**Goal**
Every line from the one with "of the white" to the end of the data needs to be copied exactly, and no line before it.

**Input data**
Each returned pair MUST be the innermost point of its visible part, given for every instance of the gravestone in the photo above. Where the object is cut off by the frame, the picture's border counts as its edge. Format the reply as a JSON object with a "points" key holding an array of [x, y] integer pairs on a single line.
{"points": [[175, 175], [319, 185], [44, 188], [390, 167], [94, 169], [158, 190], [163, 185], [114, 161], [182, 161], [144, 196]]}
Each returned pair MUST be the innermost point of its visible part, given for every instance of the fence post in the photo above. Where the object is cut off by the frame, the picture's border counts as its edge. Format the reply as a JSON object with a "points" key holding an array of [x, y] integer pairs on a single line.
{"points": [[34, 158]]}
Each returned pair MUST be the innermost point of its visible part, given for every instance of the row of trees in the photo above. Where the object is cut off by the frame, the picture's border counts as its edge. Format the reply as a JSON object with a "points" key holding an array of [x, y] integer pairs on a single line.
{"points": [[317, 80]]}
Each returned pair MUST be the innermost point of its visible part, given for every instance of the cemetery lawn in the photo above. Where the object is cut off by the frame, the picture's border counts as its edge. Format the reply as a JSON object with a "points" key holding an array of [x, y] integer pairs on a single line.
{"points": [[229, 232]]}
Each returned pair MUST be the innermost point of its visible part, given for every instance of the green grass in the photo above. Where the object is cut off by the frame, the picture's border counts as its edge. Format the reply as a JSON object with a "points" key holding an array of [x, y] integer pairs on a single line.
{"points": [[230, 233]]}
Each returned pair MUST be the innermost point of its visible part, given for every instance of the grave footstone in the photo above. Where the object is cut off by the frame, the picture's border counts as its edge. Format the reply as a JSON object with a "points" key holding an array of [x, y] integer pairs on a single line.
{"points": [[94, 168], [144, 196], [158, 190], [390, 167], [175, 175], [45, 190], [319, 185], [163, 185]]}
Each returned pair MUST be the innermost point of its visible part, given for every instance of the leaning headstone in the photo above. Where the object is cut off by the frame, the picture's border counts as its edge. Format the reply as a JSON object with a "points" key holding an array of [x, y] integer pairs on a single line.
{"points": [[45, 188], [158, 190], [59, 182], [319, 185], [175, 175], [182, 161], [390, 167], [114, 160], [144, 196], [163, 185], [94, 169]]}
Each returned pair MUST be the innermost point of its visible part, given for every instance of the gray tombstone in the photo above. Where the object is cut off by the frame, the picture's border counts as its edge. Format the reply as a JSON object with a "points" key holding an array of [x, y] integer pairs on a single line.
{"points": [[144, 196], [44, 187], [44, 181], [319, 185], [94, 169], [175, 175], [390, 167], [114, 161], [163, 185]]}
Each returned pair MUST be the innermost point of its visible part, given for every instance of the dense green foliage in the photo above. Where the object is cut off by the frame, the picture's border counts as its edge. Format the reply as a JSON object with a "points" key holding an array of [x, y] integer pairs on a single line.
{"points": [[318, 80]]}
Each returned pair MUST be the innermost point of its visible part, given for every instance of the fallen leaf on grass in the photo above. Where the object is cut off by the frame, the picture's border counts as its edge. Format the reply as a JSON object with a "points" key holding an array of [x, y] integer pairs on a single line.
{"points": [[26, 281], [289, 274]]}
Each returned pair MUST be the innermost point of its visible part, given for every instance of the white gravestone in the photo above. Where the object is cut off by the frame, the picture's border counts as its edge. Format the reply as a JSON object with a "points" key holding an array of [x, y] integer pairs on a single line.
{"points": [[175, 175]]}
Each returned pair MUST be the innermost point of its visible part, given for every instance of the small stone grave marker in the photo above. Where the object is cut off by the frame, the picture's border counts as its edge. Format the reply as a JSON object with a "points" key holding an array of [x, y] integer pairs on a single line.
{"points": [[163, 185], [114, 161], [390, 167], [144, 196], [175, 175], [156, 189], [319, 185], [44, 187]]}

**Final answer**
Each returned pair MUST be the innermost point of its visible part, given for every instance of the white gravestone in the photo above. Where the object is cut off by the frame, the picture's border counts as its edge. Format the reply as a JSON object with a "points" key holding an array of [x, y] integer pairs on a single line.
{"points": [[175, 175]]}
Each returned pair MUST be the innermost point of its visible part, given for every instance of the small stone grave marker in the photo above. Where the object is cut off by the frame, the picture's border counts as its edge. Format the reply as a JSON object with a "points" key holding an array of [x, y] integer pairs on a single line.
{"points": [[163, 185], [114, 161], [390, 167], [144, 196], [175, 175], [156, 189], [319, 185], [44, 187]]}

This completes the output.